Aim of the task >> Reproduce the material from its beginning up to and including the line containing "[[[256,191],[256,123],[0,126],[0,192]]]", substituting "outline" for every occurrence of "segmentation" and leaving everything else unchanged. Omit the pictures from your reproduction.

Records for the exercise >>
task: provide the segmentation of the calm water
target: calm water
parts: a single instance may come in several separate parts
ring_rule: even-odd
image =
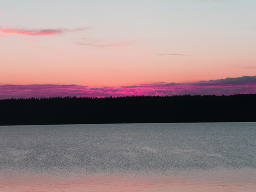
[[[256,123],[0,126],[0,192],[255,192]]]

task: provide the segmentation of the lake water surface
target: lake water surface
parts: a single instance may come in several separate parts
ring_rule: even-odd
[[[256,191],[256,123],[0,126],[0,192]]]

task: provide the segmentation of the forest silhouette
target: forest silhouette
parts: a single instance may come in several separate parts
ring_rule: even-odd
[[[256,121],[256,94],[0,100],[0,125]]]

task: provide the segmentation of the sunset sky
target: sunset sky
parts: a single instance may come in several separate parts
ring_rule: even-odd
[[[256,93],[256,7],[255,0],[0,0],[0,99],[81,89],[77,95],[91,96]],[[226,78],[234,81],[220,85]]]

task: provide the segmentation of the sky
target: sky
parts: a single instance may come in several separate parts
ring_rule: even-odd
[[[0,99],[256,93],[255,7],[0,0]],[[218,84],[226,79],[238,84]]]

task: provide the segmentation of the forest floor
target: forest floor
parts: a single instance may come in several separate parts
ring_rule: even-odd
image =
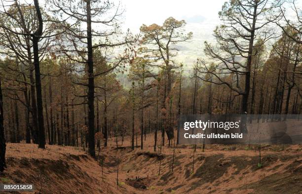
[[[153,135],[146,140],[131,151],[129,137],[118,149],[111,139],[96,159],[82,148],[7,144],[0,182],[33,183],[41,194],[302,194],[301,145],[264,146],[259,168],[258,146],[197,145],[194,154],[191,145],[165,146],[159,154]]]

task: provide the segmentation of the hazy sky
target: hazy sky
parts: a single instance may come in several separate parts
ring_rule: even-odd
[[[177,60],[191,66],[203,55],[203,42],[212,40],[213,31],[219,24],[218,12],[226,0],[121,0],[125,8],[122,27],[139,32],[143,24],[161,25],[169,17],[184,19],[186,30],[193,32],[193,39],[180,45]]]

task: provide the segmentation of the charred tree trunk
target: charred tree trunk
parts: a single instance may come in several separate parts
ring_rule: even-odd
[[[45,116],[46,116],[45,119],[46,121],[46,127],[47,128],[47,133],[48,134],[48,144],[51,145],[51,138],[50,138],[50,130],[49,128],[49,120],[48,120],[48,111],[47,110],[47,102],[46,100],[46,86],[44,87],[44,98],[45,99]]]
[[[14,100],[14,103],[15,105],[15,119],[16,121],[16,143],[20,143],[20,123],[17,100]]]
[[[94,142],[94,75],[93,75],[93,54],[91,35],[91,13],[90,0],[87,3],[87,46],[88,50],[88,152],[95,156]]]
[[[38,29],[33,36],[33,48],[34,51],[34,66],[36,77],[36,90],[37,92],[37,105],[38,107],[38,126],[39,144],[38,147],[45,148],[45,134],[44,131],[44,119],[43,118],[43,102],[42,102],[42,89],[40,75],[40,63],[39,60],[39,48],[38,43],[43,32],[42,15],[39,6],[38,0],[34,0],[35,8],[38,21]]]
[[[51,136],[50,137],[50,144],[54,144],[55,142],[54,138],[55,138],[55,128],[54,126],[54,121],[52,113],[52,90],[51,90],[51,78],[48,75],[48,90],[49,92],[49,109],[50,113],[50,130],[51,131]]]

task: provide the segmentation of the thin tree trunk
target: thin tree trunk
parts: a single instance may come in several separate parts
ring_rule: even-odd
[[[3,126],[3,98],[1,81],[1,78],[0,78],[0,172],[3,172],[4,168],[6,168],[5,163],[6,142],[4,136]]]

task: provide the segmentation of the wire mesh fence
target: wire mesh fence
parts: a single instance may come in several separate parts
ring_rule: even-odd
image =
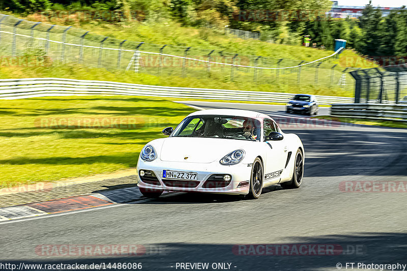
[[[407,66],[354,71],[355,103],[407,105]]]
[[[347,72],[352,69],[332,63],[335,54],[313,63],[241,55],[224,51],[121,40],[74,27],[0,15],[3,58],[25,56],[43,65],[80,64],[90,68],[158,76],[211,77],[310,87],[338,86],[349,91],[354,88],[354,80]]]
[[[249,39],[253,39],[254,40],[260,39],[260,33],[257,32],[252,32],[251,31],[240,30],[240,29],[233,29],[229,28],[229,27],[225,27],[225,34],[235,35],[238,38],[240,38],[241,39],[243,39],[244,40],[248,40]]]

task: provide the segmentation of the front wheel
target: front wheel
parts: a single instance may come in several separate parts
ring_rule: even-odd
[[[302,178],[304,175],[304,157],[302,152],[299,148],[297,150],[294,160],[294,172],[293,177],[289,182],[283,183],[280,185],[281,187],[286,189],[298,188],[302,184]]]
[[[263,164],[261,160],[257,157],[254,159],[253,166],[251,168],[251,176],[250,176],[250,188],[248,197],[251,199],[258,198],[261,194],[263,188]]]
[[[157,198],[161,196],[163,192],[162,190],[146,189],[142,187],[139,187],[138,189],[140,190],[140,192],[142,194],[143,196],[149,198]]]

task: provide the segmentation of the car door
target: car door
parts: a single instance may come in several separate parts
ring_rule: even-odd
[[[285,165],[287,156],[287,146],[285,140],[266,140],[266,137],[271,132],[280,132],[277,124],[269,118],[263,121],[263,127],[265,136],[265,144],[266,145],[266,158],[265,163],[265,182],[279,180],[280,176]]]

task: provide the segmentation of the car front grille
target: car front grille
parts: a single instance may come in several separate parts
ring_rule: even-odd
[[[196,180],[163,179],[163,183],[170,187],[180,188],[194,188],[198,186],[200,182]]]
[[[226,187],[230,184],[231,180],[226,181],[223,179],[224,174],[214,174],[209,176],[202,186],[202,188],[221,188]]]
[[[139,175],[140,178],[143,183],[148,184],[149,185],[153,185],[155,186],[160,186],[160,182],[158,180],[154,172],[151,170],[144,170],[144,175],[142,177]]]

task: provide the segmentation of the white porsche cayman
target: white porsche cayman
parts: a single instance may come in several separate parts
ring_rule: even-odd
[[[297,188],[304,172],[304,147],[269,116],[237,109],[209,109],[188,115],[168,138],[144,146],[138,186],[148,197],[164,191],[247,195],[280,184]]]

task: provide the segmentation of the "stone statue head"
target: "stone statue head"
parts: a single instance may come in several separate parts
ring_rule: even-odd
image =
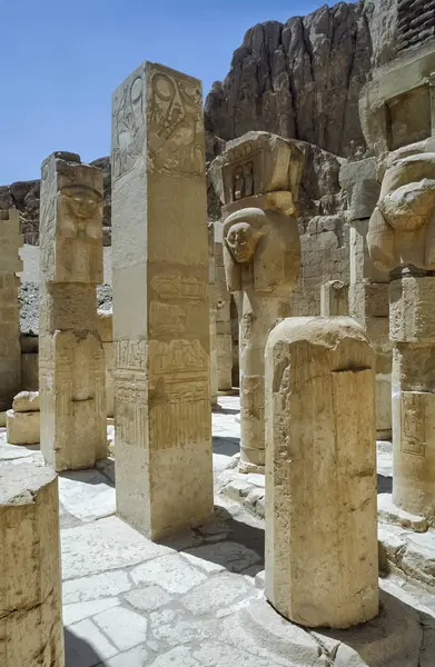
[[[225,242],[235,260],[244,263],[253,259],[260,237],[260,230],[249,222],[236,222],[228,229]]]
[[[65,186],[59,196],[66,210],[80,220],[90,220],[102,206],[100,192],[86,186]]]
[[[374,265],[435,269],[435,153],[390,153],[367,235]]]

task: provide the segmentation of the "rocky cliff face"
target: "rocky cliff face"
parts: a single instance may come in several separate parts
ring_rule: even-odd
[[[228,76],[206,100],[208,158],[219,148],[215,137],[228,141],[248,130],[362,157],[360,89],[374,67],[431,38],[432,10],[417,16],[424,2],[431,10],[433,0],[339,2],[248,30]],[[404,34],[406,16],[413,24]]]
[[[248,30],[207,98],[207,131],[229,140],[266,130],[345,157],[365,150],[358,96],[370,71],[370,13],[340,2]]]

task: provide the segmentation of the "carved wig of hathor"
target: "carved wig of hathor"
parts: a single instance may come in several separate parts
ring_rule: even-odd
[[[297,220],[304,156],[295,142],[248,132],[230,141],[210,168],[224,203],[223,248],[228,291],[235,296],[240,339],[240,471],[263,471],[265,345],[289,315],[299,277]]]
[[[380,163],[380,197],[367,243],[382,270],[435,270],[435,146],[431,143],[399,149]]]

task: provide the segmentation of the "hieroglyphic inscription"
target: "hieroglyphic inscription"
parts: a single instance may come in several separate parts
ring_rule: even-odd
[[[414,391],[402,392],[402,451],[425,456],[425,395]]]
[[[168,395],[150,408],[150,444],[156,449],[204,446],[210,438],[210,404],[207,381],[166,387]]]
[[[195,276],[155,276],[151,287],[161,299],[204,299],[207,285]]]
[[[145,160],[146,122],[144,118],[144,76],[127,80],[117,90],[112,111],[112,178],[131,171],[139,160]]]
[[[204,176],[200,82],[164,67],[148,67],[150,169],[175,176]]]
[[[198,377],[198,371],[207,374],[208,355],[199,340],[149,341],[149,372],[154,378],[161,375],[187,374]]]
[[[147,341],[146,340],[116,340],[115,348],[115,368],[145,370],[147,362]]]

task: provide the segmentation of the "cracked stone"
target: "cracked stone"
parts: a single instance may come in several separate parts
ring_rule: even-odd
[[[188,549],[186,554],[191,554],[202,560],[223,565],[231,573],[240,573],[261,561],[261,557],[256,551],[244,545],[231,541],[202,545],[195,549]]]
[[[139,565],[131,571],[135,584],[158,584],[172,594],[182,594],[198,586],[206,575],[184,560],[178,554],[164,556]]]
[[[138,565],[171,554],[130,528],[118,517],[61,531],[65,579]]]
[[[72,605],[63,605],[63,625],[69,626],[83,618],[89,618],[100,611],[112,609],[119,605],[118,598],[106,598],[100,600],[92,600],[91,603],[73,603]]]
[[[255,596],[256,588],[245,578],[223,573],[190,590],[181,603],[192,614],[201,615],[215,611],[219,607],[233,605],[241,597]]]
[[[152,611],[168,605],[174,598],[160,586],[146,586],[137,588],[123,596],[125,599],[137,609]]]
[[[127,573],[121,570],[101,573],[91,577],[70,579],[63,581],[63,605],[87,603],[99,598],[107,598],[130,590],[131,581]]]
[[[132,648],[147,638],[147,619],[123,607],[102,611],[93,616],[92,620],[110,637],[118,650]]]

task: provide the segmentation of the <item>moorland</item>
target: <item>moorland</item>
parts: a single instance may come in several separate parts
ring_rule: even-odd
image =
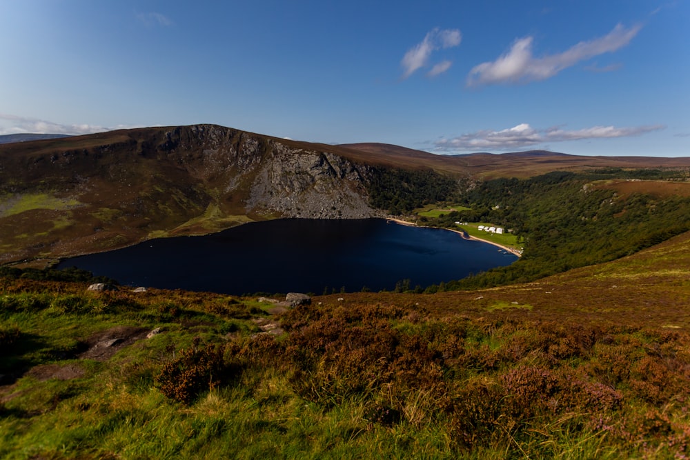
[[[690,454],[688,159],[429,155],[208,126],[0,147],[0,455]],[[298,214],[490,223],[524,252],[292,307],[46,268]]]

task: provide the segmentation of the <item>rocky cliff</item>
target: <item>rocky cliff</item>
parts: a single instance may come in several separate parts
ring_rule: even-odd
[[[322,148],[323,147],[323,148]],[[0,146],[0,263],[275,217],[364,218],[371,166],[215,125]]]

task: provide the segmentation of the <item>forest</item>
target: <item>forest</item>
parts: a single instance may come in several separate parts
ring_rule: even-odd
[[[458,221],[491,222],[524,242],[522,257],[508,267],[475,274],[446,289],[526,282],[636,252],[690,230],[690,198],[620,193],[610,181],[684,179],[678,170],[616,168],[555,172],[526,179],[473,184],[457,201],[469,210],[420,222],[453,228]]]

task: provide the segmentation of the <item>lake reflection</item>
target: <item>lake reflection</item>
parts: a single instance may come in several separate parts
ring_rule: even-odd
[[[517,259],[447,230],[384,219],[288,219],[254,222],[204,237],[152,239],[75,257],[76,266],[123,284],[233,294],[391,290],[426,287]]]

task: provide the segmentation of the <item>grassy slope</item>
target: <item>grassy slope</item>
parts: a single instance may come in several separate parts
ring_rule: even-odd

Result for this task >>
task: provide the outline of the calm water
target: calm water
parts: a single instance may come in several separate parts
ring_rule: even-odd
image =
[[[256,123],[0,126],[0,192],[255,192]]]

task: provide the outline of the lake water surface
target: lake water surface
parts: a single instance may come in several separate parts
ring_rule: even-odd
[[[256,191],[256,123],[0,126],[0,192]]]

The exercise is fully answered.